>> begin RECORDED INFORMATION

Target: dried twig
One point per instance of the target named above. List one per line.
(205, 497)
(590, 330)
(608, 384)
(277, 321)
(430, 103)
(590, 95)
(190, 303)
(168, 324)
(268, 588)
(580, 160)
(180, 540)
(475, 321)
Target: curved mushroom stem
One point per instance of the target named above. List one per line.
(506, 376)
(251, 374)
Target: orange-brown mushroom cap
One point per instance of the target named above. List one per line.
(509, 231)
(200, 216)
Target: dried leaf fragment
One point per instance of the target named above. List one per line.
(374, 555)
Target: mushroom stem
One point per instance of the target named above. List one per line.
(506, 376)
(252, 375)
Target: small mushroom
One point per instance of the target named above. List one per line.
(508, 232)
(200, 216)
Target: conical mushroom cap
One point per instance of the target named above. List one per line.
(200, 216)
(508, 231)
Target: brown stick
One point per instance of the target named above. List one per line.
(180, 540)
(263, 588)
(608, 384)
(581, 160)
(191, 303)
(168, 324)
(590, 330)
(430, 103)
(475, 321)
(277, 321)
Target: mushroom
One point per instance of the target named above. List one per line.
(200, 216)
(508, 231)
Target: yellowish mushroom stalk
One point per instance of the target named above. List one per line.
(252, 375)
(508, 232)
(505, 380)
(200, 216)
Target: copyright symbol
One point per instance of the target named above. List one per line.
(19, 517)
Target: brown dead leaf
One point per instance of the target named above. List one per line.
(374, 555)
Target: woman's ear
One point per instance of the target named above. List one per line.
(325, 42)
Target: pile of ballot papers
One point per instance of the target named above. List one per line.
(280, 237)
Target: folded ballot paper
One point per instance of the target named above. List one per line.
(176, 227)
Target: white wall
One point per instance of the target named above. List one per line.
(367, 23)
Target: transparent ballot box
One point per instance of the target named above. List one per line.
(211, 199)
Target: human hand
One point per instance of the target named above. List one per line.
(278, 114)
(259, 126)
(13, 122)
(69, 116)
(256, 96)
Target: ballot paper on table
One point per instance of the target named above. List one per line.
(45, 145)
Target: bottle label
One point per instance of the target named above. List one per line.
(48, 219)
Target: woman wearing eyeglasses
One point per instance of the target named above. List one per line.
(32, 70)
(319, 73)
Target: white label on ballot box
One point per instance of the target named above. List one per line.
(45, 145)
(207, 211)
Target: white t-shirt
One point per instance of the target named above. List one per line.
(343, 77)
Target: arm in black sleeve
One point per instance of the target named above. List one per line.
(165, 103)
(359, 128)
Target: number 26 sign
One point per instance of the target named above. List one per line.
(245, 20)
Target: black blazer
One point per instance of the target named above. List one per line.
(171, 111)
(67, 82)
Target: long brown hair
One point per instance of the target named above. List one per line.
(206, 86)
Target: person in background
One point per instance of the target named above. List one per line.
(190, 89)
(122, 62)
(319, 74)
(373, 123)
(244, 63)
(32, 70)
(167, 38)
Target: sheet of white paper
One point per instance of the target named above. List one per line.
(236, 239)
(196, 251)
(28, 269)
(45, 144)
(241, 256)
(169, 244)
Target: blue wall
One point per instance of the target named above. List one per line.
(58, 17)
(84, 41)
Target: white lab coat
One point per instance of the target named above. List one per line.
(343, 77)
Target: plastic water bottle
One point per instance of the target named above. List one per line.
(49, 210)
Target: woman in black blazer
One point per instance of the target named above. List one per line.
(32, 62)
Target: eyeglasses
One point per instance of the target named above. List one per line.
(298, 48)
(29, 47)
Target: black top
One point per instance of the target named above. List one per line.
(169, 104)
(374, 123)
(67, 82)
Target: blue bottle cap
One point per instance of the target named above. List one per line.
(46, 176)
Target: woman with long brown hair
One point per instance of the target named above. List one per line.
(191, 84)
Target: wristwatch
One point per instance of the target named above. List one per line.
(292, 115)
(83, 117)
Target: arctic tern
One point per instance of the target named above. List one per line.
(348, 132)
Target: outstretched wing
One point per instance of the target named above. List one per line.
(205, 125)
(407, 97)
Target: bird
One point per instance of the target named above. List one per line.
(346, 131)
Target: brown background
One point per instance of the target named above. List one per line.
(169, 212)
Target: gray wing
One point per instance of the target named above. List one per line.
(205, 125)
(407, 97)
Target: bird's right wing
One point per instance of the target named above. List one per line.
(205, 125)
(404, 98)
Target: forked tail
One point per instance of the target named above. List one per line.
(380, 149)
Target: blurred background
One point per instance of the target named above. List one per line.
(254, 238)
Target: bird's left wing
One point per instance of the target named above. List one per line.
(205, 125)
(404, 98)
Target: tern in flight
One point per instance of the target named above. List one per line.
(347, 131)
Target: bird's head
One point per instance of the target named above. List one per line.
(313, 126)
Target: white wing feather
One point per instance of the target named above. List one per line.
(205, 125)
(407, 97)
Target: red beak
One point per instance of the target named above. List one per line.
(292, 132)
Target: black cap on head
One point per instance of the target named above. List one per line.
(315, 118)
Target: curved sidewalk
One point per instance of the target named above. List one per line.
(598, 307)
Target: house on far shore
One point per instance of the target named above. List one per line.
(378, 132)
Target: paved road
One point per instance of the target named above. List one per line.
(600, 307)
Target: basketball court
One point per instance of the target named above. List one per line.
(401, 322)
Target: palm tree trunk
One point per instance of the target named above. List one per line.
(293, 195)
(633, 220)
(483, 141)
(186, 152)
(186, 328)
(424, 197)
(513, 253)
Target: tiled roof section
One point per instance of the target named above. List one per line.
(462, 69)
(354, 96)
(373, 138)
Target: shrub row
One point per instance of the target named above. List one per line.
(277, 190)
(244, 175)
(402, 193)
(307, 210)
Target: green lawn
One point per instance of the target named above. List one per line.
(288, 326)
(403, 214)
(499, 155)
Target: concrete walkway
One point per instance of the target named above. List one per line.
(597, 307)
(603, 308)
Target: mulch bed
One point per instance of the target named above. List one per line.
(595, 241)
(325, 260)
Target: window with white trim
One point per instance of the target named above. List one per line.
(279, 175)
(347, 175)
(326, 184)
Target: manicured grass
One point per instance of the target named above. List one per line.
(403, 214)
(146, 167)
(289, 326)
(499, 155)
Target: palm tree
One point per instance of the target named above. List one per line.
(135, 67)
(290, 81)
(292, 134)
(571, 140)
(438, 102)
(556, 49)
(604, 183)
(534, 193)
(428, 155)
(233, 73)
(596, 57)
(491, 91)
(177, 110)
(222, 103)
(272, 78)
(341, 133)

>> end RECORDED INFORMATION

- **PROBLEM STATEMENT**
Reproduce the entire listing above word for word, from its first line through its last.

- **EXERCISE RESULT**
Target: dried twig
One point per instance of the target named above. List one per line.
(205, 497)
(590, 330)
(608, 384)
(277, 321)
(430, 103)
(590, 95)
(190, 303)
(168, 324)
(268, 588)
(580, 160)
(180, 540)
(475, 321)
Target: curved mushroom stem
One point per instance of the target named above. List one per line.
(506, 376)
(251, 374)
Target: orange-brown mushroom cap
One point per instance of the target named above. List one per line.
(509, 231)
(200, 216)
Target: dried leaf fragment
One point per instance of the target named above. List one per line.
(374, 555)
Target: mushroom stem
One point per instance of the target named above. List one per line.
(506, 376)
(252, 375)
Target: small mushroom
One point per instance of the target named above. List one per line.
(508, 232)
(200, 216)
Target: conical mushroom cap
One point per instance of the target named above. List one per line.
(200, 216)
(508, 231)
Target: brown stick
One point per instance of the target named above. List one per line.
(180, 540)
(263, 588)
(608, 384)
(581, 160)
(191, 303)
(168, 324)
(590, 330)
(430, 103)
(475, 321)
(277, 321)
Target: mushroom
One point per instance of the target named above. List one per line.
(200, 216)
(508, 231)
Target: yellowish mushroom stalk
One point per instance of the target named above. List one per line.
(252, 375)
(508, 232)
(505, 380)
(200, 216)
Target: copyright symbol
One point per instance of the target named above. List one per line.
(19, 517)
Target: brown dead leaf
One point per instance of the target named above. List one per line.
(374, 555)
Target: woman's ear
One point per instance of the target named above. List one per line.
(325, 42)
Target: pile of ballot papers
One point per instance of the target named above. List one per line.
(280, 237)
Target: folded ballot paper
One point per instance of the target named above. List one per line.
(176, 227)
Target: white wall
One point per instance of the target named above. List one per line.
(367, 23)
Target: transparent ballot box
One point per instance of the target named above. List one per line.
(211, 199)
Target: human hand
One point per instance of the target named above. List one per line.
(278, 114)
(259, 126)
(13, 122)
(69, 116)
(256, 96)
Target: ballot paper on table
One point per instance of the target named above. List one per line.
(45, 145)
Target: bottle label
One point per instance of the target named above. List one per line.
(48, 219)
Target: woman wearing eyeglasses
One point per instance of the target named above. List one per line.
(32, 70)
(319, 73)
Target: white label on ballot box
One point per instance of the target named above. List one per line.
(45, 145)
(207, 211)
Target: white t-shirt
One point per instance of the target named above. List one per line.
(343, 77)
Target: arm in black sleeve
One point per instance of the target named above. List one per line.
(165, 103)
(359, 128)
Target: number 26 sign
One point per instance of the target named above. List one per line.
(245, 20)
Target: black blazer
One point per instance of the target named above. List one per line.
(171, 111)
(67, 82)
Target: long brown hair
One point per instance of the target named above. List one per line.
(206, 86)
Target: person in background
One point per instance of the target named above. List one per line.
(190, 89)
(122, 62)
(319, 74)
(373, 123)
(244, 63)
(32, 70)
(167, 38)
Target: sheet of white paper
One point per instance of the target named above. List one per line.
(236, 239)
(196, 251)
(28, 269)
(45, 144)
(241, 256)
(169, 244)
Target: blue wall
One point per instance of the target named above. List one per line.
(58, 17)
(84, 41)
Target: white lab coat
One point per instance of the target named above. List one per line.
(343, 77)
Target: plastic water bottle
One point per instance of the target named above. List one per line.
(49, 210)
Target: woman in black blazer
One point per instance of the target named above. List one per line.
(32, 62)
Target: eyeglasses
One point per instance of the target named above. List one per line.
(298, 48)
(29, 47)
Target: black top
One point per instance of the target named above. List one per line.
(169, 104)
(374, 123)
(67, 82)
Target: blue bottle cap
One point per instance of the target named above. List one per line.
(46, 176)
Target: woman with long brown hair
One point per instance of the target named above. List one per line.
(191, 84)
Target: wristwatch
One point per instance of the target named above. List one per line.
(292, 115)
(83, 117)
Target: arctic tern
One point per instance of the target named above. List one per line.
(348, 132)
Target: outstretched wing
One point per instance of the target named above. List one per line.
(205, 125)
(407, 97)
Target: bird
One point per instance of the target named above. List one per line.
(346, 131)
Target: brown background
One point per instance of the target named above. List one per line.
(169, 212)
Target: gray wing
One point per instance of the target named above. List one per line.
(205, 125)
(407, 97)
Target: bird's right wing
One point per instance of the target named above. List one per line.
(205, 125)
(404, 98)
Target: forked tail
One point per instance of the target named above. List one per line.
(380, 149)
Target: blurred background
One point per instance of the target named above. List one per line.
(254, 238)
Target: bird's left wing
One point per instance of the target named above. List one per line.
(205, 125)
(404, 98)
Target: tern in flight
One point per instance of the target named above. List one per line.
(347, 131)
Target: bird's head
One point per instance of the target named above. List one per line.
(313, 126)
Target: white wing feather
One point per instance of the target named above. List one per line.
(205, 125)
(407, 97)
Target: red beak
One point per instance of the target named above. List one per line.
(292, 132)
Target: black cap on head
One point per instance of the target named above. List one per line.
(315, 118)
Target: curved sidewalk
One point per instance of the target named above. List one per line.
(598, 307)
Target: house on far shore
One point per instance of the target named above. List one per line.
(378, 132)
Target: paved road
One point per instance of the target named above. List one per line.
(600, 307)
Target: basketball court
One point per instance of the target named above. List one per line.
(401, 322)
Target: palm tree trunk
One point per instance of the target named above. List one per line.
(293, 195)
(633, 220)
(483, 141)
(186, 152)
(186, 328)
(424, 197)
(513, 253)
Target: tiled roof section
One point per instance of the target named above. List one per line.
(462, 69)
(354, 96)
(373, 138)
Target: shrub row
One point per instance of the target named above. List one per line.
(277, 190)
(244, 175)
(402, 193)
(307, 210)
Target: green lawn
One point per instance of the target named above. List one per line.
(288, 326)
(403, 214)
(499, 155)
Target: concrete walkway
One point per instance of the target named above. List one per line.
(597, 307)
(603, 308)
Target: mulch bed
One point per instance of the target named above. List one per line.
(595, 241)
(325, 260)
Target: window with white trim
One point per instance of the target named above. List one per line.
(279, 175)
(347, 175)
(326, 184)
Target: manicured grass
One point per instance of the target named above. List one per line.
(403, 214)
(146, 167)
(289, 326)
(499, 155)
Target: palm tree
One point per instance of the target named above. List one per line.
(135, 67)
(290, 81)
(292, 134)
(571, 140)
(438, 102)
(556, 49)
(604, 183)
(534, 193)
(428, 155)
(233, 73)
(596, 57)
(491, 91)
(177, 110)
(222, 103)
(272, 78)
(341, 133)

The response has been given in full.